▶ _Brief_: Output everything in the listing from the line containing "motor housing, farthest" down to the line containing "x=304 y=115", both included, as a JSON list of strings with one string per line and any blank lines omitted.

[Begin]

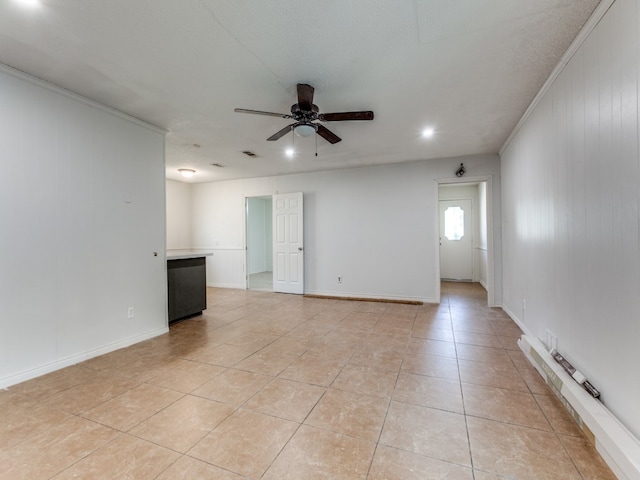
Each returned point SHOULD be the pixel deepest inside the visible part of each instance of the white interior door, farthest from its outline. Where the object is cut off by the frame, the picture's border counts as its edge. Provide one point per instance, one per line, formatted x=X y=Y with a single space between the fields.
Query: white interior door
x=288 y=246
x=456 y=239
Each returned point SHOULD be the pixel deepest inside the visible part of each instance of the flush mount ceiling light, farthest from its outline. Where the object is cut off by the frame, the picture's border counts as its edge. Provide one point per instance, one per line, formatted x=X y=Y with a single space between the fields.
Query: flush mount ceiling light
x=428 y=132
x=28 y=3
x=305 y=130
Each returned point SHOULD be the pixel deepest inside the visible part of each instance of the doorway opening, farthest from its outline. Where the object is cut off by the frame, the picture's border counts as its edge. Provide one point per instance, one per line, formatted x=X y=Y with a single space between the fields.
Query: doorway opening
x=465 y=232
x=259 y=225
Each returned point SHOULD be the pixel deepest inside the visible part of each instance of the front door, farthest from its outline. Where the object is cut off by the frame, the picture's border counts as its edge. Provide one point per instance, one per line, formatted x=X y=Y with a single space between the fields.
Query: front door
x=288 y=246
x=456 y=240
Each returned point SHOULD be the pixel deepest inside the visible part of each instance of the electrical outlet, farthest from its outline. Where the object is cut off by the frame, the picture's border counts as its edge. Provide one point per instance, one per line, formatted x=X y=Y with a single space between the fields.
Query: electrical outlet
x=552 y=341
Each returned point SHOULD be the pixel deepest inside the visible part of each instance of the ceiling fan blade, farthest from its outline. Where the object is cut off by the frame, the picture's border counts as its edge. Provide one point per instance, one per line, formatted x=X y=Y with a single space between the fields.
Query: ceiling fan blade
x=327 y=134
x=305 y=96
x=278 y=135
x=258 y=112
x=338 y=117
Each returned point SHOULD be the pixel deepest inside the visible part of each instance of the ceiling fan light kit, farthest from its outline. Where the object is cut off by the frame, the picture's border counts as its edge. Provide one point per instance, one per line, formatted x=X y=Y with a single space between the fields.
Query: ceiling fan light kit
x=305 y=130
x=305 y=113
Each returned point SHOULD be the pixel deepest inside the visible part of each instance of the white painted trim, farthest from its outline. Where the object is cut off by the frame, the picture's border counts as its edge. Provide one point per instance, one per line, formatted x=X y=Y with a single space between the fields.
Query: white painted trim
x=618 y=446
x=329 y=293
x=236 y=286
x=81 y=357
x=588 y=27
x=74 y=96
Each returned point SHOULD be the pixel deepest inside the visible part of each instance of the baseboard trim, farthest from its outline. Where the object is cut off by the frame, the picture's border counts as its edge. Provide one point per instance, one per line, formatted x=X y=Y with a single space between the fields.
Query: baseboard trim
x=365 y=299
x=80 y=357
x=619 y=448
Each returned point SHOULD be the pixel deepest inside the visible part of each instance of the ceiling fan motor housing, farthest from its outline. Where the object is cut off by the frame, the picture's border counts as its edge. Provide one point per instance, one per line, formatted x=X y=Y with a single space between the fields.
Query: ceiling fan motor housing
x=304 y=115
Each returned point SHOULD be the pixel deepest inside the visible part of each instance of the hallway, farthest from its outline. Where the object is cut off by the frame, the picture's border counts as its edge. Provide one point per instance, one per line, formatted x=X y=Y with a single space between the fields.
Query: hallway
x=273 y=386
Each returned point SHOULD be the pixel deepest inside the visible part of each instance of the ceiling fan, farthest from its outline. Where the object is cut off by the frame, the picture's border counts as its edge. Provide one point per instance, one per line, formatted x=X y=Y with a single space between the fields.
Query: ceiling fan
x=305 y=113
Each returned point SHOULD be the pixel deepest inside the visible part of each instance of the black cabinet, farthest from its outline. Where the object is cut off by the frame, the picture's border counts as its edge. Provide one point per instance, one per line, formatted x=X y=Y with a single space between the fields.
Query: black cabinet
x=187 y=286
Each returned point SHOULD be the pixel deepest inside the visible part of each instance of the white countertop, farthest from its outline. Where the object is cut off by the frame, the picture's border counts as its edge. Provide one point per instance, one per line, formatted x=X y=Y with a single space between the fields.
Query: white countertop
x=190 y=253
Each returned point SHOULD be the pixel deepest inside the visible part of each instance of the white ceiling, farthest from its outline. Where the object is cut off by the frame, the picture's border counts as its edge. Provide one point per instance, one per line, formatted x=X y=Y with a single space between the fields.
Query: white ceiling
x=468 y=68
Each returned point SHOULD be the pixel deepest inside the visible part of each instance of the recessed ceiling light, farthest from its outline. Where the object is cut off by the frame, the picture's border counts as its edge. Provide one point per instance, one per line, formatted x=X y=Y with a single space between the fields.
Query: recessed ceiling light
x=428 y=132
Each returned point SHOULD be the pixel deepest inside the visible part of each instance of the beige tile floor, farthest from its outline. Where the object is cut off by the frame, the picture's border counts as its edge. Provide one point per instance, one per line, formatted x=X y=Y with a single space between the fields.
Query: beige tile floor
x=272 y=386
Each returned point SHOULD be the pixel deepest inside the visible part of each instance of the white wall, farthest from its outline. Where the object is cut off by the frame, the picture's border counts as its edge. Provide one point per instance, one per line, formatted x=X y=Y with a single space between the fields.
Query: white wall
x=81 y=211
x=178 y=215
x=571 y=213
x=377 y=227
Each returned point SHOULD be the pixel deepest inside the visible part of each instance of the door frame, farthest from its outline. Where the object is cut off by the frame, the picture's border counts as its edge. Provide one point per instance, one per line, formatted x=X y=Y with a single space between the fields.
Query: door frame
x=490 y=250
x=473 y=230
x=245 y=244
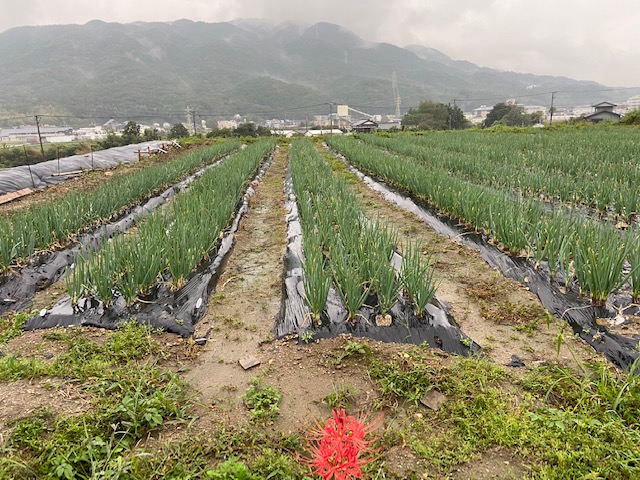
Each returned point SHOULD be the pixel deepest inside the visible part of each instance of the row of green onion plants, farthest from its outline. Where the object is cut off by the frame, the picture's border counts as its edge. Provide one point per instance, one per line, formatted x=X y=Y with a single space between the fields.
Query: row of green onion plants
x=49 y=226
x=170 y=243
x=342 y=247
x=593 y=167
x=595 y=256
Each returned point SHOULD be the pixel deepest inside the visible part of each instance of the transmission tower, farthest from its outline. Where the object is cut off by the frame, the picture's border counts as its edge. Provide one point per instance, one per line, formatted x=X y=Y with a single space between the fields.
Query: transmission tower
x=396 y=92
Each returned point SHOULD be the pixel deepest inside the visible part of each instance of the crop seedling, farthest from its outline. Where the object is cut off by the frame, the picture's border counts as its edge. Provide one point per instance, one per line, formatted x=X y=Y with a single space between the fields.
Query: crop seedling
x=54 y=224
x=417 y=278
x=316 y=279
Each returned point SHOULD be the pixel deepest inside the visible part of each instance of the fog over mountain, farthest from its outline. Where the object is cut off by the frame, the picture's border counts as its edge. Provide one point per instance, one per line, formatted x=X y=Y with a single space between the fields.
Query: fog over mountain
x=254 y=68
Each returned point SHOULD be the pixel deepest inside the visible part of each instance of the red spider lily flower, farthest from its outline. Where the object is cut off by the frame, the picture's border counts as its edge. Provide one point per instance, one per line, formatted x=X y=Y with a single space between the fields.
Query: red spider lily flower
x=340 y=448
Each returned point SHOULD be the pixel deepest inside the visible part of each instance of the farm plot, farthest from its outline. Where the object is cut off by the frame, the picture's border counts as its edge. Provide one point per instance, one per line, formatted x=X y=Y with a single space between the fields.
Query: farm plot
x=578 y=253
x=350 y=281
x=161 y=254
x=595 y=169
x=46 y=227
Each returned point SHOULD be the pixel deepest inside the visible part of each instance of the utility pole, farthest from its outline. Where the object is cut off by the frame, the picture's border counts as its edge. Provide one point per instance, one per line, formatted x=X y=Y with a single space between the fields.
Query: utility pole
x=553 y=94
x=455 y=106
x=193 y=116
x=26 y=159
x=40 y=137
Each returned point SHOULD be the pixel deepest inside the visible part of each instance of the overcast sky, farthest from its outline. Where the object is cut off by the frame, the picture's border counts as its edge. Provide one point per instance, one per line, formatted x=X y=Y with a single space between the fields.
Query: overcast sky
x=582 y=39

[End]

▶ _Correct answer_:
[
  "Each returned point SHOULD be the pixel deepest inside the visible part of each instance of the ceiling fan motor housing, farthest from its outline. Where the object is cut off by the frame, the picture's border counts as its edge. Provide one point per instance, one per line, formatted x=X y=Y with a single space between the fields.",
  "Query: ceiling fan motor housing",
  "x=304 y=115"
]